# Lizard at the melbourne zoo



## syeph8 (Jun 11, 2010)

Gday ladies and gents,
My housemate went to the zoo, and saw a lizard he quite liked. he asked me what it was and described it to me and i told him itwas probably a green iguana. He then found this pic for me on the internet, its just labelled "lizard" and was taken at the Melbourne zoo. can anyone tell me what it is?



i retrieved this image from






http://www.flickr.com/photos/jules1969/2967753812/ 


thanks guys

Sye


----------



## SuburbanMe (Jun 11, 2010)

looks like a basilisk to me.


----------



## Sock Puppet (Jun 11, 2010)

looks like a basilisk


----------



## moosenoose (Jun 11, 2010)

Harry Potter killed one of those!


----------



## Tayla152girl (Jun 11, 2010)

moosenoose said:


> Harry Potter killed one of those!


bahahaha it looked a little bigger and scarier than that in harry potter though!


----------



## syeph8 (Jun 11, 2010)

thanks fellas, was driving me crazy, i was typing in every type of dragon i could think of into google images


----------



## SuburbanMe (Jun 11, 2010)

Yeah, they're pretty cool. Kinda look like an Eastern Water Dragon crossed with a green iguana and a sail boat.


----------



## James_Scott (Jun 11, 2010)

Also known as the Jesus lizard I think, as when they are juveniles they can run on the surface of water! Check out Stephen Daltons pictures of them running on water. Just amazing!


----------



## hypochondroac (Jun 11, 2010)

moosenoose said:


> Harry Potter killed one of those!


 
Too funny.


----------



## CarpetPythons.com.au (Jun 11, 2010)

Plumed basilisk. There are a few species.


----------



## syeph8 (Jun 11, 2010)

CarpetPythons.com.au said:


> Plumed basilisk. There are a few species.



ta mate, not big up on my exotics (or lizards for that matter) but glad others take a keen interest. gorgeous fellas, been doing a bit of research on them since this post. quite a beautiful lizard arent they? kinda feel like goin to see them in their natural habitat now, watching that watter running thing would be amazing. goes to show its been too long since ive been to the zoo. anyone want to take me?  



moosenoose said:


> Harry Potter killed one of those!



you have always been hilarious moose! god forbid you ever quit drinking! 

but this brings me to my next contemplation... a basilisk is a mythological snake... so why is it also the name of a dragon? im confused!


----------



## eipper (Jun 11, 2010)

that is a male _Basliscus plumifrons_, double Crested basilisk or Jesus Christ Lizard

Cheers,
Scott


----------



## Mr.James (Jun 11, 2010)

syeph8 said:


> View attachment 150147
> 
> View attachment 150144
> 
> ...



One of my favourite lizards. How many did the zoo have?


----------



## syeph8 (Jun 16, 2010)

Mr.Boyd said:


> One of my favourite lizards. How many did the zoo have?



Can see why... only one, by what the housemate tells me.


----------

- Extracted entries -
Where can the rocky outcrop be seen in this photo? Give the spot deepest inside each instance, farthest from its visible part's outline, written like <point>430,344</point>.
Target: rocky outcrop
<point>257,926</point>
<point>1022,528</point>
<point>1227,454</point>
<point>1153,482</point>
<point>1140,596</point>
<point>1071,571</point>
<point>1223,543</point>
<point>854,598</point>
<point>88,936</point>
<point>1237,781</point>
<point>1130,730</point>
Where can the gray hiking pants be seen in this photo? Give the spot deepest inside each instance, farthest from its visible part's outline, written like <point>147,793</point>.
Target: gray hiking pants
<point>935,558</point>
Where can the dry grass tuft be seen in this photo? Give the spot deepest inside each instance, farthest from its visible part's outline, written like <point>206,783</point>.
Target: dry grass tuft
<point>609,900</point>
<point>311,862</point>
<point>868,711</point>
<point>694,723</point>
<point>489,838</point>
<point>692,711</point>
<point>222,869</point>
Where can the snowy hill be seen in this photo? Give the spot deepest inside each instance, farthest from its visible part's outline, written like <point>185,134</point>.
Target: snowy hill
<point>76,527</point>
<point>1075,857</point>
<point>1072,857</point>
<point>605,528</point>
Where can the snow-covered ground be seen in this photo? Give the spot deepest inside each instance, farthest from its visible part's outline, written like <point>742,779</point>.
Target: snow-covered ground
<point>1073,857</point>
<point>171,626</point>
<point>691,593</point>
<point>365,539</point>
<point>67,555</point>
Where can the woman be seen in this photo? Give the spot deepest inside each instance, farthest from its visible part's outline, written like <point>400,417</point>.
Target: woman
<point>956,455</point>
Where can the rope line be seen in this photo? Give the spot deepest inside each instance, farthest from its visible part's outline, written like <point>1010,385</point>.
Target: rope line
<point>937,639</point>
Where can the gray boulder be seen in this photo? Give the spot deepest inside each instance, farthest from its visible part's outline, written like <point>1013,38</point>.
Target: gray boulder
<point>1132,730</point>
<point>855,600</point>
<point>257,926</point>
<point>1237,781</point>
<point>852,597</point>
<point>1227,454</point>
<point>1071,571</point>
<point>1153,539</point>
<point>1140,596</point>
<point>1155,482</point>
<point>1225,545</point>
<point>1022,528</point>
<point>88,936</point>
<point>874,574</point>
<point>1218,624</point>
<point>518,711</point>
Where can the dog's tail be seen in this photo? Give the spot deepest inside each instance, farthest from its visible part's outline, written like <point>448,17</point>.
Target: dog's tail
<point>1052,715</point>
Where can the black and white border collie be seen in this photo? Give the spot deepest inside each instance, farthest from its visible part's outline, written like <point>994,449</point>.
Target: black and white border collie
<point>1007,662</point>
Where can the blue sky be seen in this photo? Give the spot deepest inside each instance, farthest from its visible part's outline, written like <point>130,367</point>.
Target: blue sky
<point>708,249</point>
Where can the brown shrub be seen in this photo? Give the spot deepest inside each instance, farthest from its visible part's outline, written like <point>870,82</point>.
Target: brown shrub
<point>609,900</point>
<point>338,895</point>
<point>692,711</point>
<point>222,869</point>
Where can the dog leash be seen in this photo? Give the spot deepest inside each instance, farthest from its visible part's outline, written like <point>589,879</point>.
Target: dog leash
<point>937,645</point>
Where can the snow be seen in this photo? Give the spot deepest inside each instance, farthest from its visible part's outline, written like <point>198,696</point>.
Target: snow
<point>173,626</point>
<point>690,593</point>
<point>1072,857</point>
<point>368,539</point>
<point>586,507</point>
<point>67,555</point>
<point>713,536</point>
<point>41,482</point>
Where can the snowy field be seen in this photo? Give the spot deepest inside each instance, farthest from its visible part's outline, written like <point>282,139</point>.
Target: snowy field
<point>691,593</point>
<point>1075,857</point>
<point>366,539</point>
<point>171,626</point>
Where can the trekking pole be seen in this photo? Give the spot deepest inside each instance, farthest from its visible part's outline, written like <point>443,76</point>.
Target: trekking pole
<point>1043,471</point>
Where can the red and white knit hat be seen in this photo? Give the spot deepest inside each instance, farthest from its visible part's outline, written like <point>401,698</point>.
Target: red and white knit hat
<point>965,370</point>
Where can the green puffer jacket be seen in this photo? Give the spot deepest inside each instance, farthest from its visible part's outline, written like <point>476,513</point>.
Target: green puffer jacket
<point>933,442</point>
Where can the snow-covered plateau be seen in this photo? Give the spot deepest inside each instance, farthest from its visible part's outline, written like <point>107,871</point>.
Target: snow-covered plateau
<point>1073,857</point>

- What is required -
For each statement, answer yes or no according to the forum thread about the lizard at the Melbourne zoo, and quote the words of the thread that decide it: (a) the picture was taken at the Melbourne zoo; (b) one reply states that juveniles can run on the surface of water; (c) the original poster reports that the zoo had two of these lizards.

- Exercise answer -
(a) Yes: "was taken at the Melbourne zoo"
(b) Yes: "when they are juveniles they can run on the surface of water"
(c) No: "only one, by what the housemate tells me."